### [Brief]
How many lines in the records contain the string "gray", with case counting? Reply with the number alone.

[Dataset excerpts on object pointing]
——

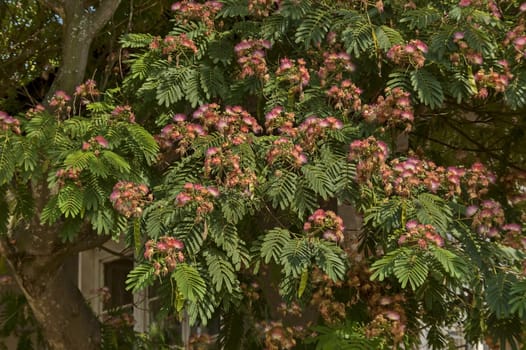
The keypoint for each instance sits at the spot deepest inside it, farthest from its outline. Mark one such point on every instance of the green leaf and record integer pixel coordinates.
(70, 200)
(331, 259)
(433, 210)
(451, 262)
(518, 300)
(189, 282)
(410, 268)
(273, 244)
(115, 161)
(499, 292)
(295, 256)
(421, 18)
(427, 87)
(140, 277)
(220, 270)
(388, 37)
(313, 28)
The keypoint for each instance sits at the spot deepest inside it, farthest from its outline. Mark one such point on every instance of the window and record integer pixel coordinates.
(115, 274)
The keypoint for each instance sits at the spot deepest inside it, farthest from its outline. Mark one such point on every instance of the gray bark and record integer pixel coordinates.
(35, 253)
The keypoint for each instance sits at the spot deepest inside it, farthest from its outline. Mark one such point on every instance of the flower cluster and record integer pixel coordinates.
(123, 113)
(515, 184)
(95, 143)
(277, 336)
(420, 235)
(165, 253)
(294, 72)
(64, 175)
(87, 89)
(387, 325)
(191, 10)
(468, 53)
(198, 195)
(173, 44)
(180, 133)
(251, 57)
(390, 317)
(345, 96)
(314, 128)
(8, 123)
(494, 80)
(331, 310)
(325, 223)
(516, 38)
(334, 66)
(513, 236)
(411, 53)
(226, 166)
(261, 8)
(403, 176)
(59, 100)
(33, 112)
(234, 123)
(477, 180)
(395, 109)
(487, 219)
(129, 198)
(370, 155)
(118, 320)
(284, 150)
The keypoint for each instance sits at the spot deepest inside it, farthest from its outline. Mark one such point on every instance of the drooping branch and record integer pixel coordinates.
(56, 6)
(102, 15)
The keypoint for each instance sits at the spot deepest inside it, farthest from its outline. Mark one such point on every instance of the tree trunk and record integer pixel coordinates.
(36, 254)
(66, 319)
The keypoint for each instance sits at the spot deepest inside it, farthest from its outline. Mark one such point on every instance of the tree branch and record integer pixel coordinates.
(56, 6)
(102, 14)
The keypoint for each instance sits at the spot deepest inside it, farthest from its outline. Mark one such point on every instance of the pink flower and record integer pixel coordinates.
(182, 198)
(101, 141)
(179, 118)
(411, 224)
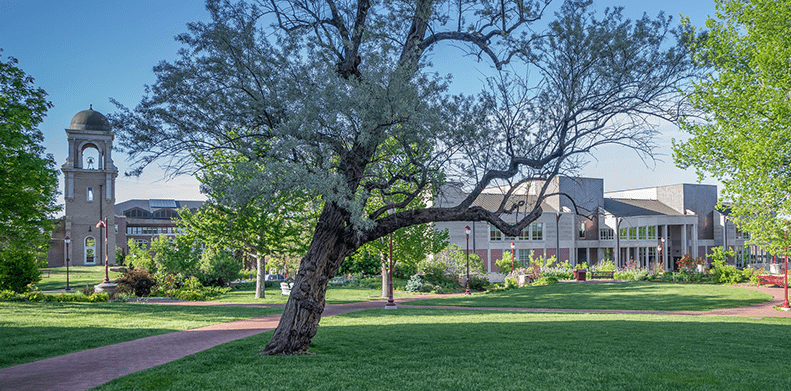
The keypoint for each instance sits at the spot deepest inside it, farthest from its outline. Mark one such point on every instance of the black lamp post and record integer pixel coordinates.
(659, 258)
(513, 248)
(67, 240)
(390, 302)
(467, 231)
(785, 306)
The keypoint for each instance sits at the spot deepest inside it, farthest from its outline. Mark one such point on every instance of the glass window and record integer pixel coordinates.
(538, 231)
(495, 234)
(524, 257)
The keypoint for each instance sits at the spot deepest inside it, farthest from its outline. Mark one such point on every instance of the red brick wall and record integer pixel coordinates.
(484, 257)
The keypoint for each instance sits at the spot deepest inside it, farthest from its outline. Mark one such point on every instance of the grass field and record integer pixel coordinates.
(620, 296)
(430, 349)
(55, 278)
(33, 331)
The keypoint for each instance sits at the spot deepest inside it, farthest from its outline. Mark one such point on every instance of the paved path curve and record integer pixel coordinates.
(79, 371)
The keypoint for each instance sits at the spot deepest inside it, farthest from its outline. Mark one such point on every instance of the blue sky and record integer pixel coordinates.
(85, 52)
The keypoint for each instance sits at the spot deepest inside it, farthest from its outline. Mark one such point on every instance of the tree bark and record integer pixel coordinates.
(260, 284)
(300, 319)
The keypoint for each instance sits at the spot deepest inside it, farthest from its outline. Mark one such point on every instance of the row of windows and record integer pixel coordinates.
(533, 231)
(638, 233)
(151, 230)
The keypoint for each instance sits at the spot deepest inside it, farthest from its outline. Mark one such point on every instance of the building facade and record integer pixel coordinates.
(585, 224)
(89, 192)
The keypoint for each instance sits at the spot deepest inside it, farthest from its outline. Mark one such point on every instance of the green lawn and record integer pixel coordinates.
(33, 331)
(431, 349)
(621, 296)
(55, 278)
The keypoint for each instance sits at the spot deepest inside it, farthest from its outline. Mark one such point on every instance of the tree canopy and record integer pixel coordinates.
(337, 99)
(744, 136)
(28, 179)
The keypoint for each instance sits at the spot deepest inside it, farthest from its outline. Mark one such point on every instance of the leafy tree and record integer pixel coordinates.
(343, 106)
(28, 179)
(743, 138)
(261, 227)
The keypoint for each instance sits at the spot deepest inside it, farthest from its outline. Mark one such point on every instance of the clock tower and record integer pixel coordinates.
(89, 177)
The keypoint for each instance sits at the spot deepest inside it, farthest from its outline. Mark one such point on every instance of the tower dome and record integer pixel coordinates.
(90, 120)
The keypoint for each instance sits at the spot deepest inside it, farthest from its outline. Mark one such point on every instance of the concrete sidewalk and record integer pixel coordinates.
(78, 371)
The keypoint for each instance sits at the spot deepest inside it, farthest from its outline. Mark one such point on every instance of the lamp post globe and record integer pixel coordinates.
(391, 305)
(467, 231)
(513, 264)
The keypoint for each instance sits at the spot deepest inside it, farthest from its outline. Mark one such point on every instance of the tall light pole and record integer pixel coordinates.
(467, 231)
(512, 257)
(390, 302)
(103, 224)
(67, 240)
(785, 306)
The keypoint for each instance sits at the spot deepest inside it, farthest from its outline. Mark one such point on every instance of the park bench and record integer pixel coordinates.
(285, 288)
(600, 275)
(770, 280)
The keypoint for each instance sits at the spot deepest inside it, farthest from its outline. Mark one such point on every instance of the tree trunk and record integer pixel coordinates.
(300, 319)
(385, 276)
(260, 284)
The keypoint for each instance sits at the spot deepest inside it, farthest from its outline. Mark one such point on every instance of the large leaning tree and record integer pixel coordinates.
(744, 136)
(28, 179)
(343, 104)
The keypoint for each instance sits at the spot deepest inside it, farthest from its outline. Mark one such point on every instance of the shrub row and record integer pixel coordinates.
(35, 296)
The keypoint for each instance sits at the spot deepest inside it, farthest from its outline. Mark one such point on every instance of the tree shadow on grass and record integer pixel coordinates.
(614, 296)
(471, 350)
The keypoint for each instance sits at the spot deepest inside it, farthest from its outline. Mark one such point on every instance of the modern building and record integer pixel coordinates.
(89, 192)
(585, 224)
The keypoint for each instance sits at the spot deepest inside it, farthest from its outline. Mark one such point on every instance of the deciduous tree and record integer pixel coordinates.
(28, 179)
(746, 128)
(344, 106)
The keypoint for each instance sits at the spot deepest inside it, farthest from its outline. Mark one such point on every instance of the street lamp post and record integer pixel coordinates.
(512, 257)
(390, 302)
(467, 231)
(67, 240)
(785, 306)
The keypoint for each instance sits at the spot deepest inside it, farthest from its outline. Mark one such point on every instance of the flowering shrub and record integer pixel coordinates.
(138, 282)
(685, 262)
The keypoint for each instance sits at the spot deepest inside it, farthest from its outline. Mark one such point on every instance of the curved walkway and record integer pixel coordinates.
(94, 367)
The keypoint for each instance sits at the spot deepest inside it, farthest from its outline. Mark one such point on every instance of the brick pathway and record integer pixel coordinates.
(79, 371)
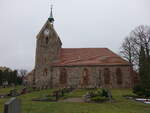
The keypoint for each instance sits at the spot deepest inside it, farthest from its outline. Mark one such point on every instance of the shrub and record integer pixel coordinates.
(104, 93)
(99, 99)
(141, 91)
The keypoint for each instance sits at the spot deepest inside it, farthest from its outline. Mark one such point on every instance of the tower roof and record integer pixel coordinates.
(51, 18)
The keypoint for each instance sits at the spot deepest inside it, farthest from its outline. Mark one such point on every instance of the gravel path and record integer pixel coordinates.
(72, 100)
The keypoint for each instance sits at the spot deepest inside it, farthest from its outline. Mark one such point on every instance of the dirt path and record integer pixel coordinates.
(72, 100)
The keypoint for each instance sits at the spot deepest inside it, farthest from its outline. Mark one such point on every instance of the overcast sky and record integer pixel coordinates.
(79, 23)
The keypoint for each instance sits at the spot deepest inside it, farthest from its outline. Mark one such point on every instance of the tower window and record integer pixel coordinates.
(47, 40)
(106, 76)
(119, 76)
(63, 76)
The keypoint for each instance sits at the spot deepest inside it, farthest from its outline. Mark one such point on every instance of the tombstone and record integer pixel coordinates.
(24, 91)
(109, 95)
(13, 93)
(13, 106)
(5, 84)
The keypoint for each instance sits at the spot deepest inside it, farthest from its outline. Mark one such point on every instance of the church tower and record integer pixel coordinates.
(48, 44)
(48, 48)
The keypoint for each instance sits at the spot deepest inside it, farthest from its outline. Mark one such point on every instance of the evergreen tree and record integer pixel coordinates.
(143, 88)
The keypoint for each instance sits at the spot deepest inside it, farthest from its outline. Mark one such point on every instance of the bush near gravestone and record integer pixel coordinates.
(141, 91)
(100, 95)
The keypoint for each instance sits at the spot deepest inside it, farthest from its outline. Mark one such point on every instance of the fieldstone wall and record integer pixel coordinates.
(75, 77)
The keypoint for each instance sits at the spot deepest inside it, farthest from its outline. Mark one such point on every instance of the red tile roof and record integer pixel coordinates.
(89, 56)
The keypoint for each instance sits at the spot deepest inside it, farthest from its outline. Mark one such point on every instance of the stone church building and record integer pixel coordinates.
(57, 67)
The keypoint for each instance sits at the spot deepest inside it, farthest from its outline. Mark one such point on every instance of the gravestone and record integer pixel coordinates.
(13, 106)
(109, 95)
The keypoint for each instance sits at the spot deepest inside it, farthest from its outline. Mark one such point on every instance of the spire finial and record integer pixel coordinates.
(51, 18)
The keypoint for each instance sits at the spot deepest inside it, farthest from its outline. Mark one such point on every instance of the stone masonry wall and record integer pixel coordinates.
(95, 75)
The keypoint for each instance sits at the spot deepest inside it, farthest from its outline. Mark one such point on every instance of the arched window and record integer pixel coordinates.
(106, 76)
(85, 77)
(47, 40)
(63, 76)
(119, 76)
(45, 72)
(99, 78)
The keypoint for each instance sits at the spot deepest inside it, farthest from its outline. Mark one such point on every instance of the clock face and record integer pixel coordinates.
(46, 32)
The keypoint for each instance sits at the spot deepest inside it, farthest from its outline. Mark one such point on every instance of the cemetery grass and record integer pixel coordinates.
(121, 105)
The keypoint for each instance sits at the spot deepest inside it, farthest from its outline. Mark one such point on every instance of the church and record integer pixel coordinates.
(57, 67)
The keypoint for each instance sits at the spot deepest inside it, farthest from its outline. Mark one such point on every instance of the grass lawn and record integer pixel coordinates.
(120, 106)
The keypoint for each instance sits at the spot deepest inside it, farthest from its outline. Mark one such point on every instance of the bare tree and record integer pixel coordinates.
(22, 72)
(130, 48)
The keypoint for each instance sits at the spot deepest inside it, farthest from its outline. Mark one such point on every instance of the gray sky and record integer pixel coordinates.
(79, 23)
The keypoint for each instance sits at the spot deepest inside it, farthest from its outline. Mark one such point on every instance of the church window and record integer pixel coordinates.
(85, 77)
(63, 76)
(106, 76)
(119, 76)
(45, 72)
(47, 40)
(99, 78)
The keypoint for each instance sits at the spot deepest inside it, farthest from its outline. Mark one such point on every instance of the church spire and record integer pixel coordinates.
(51, 18)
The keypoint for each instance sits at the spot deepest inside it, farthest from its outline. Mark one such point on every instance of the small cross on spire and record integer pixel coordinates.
(51, 18)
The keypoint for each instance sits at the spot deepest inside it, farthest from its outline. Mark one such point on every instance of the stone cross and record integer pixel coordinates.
(13, 106)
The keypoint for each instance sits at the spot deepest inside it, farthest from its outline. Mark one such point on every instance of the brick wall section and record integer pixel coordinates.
(75, 76)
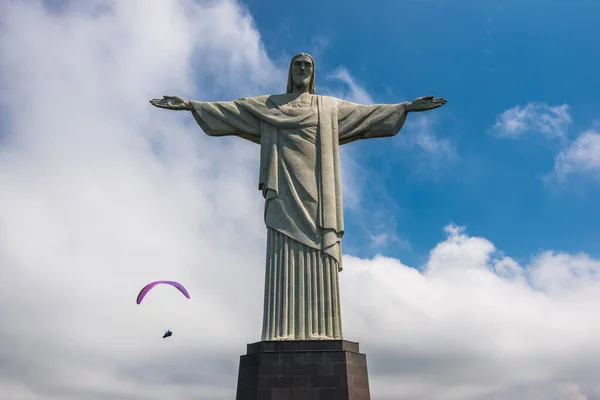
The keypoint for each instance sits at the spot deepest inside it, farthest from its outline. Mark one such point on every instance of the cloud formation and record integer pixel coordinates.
(582, 156)
(101, 193)
(537, 117)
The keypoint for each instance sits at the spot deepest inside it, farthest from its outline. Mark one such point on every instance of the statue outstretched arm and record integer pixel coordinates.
(219, 118)
(357, 121)
(172, 103)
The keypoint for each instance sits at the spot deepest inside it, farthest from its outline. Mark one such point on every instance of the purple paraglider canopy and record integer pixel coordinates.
(149, 287)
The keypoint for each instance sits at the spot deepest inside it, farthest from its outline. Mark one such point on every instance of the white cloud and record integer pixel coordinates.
(582, 156)
(537, 117)
(462, 329)
(101, 193)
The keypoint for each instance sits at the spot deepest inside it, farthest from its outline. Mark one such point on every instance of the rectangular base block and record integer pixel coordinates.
(303, 370)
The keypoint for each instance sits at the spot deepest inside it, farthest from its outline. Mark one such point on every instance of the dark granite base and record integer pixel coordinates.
(303, 370)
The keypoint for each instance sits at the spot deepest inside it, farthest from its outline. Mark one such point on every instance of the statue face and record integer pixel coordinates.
(302, 70)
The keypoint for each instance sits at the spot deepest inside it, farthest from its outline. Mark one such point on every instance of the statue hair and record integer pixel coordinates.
(311, 85)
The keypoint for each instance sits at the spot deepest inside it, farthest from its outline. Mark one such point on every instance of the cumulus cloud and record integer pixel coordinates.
(551, 121)
(464, 329)
(582, 156)
(101, 193)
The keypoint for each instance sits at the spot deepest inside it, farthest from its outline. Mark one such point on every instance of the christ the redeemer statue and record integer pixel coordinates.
(299, 133)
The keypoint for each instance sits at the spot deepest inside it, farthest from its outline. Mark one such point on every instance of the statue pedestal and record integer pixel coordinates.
(303, 370)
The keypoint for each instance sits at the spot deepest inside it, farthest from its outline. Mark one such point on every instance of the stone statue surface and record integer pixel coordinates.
(299, 134)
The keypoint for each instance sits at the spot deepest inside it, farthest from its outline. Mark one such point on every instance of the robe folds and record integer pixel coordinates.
(300, 179)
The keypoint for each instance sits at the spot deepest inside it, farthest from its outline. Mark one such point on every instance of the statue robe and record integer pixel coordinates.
(300, 180)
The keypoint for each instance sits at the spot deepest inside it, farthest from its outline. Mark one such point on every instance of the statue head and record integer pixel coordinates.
(301, 76)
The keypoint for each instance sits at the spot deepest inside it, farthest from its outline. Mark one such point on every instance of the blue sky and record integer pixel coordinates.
(101, 193)
(485, 57)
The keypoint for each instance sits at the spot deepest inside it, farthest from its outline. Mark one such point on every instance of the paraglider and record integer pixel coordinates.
(149, 287)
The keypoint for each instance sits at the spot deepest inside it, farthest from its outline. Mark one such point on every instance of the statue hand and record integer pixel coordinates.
(172, 103)
(425, 103)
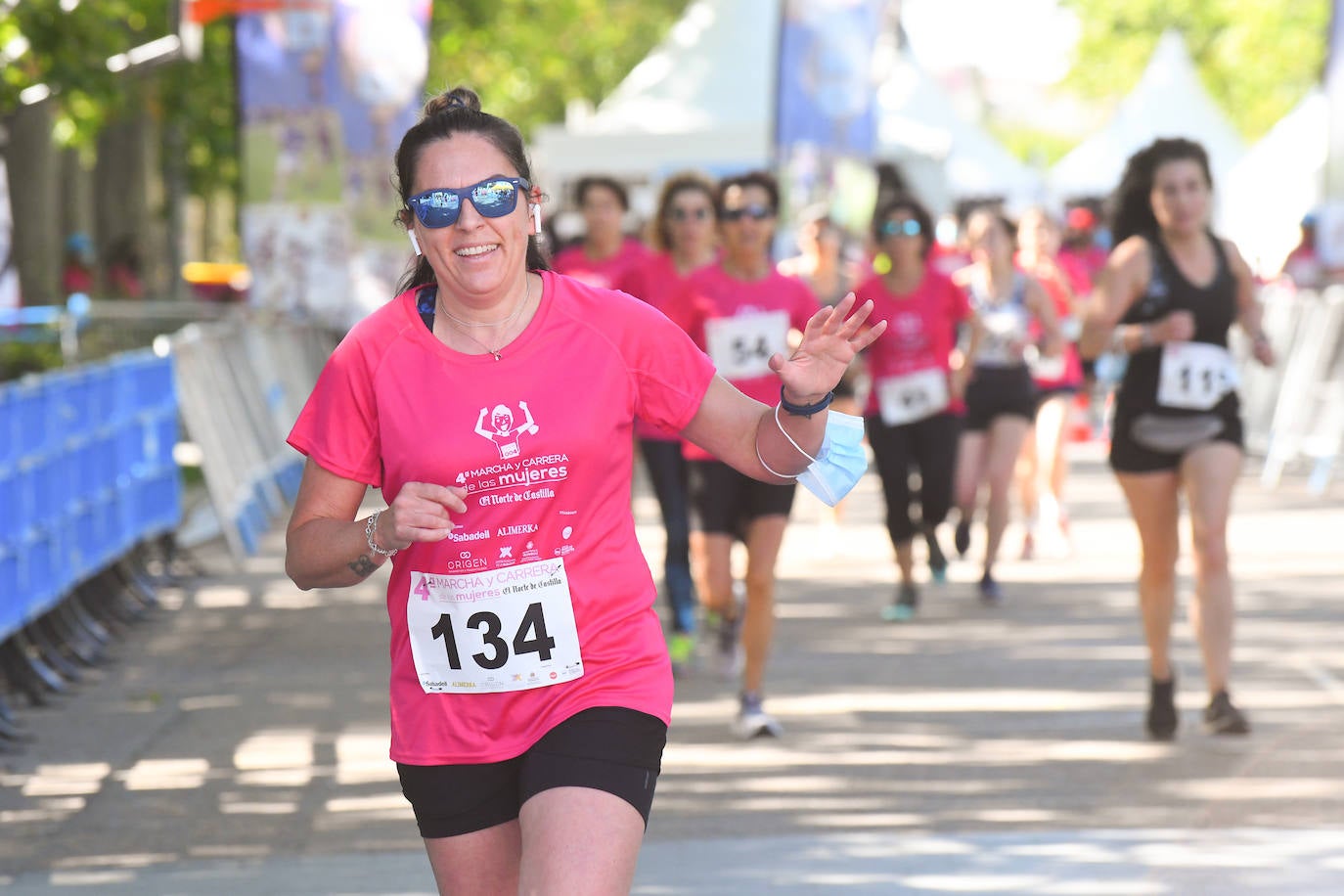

——

### [Task solution]
2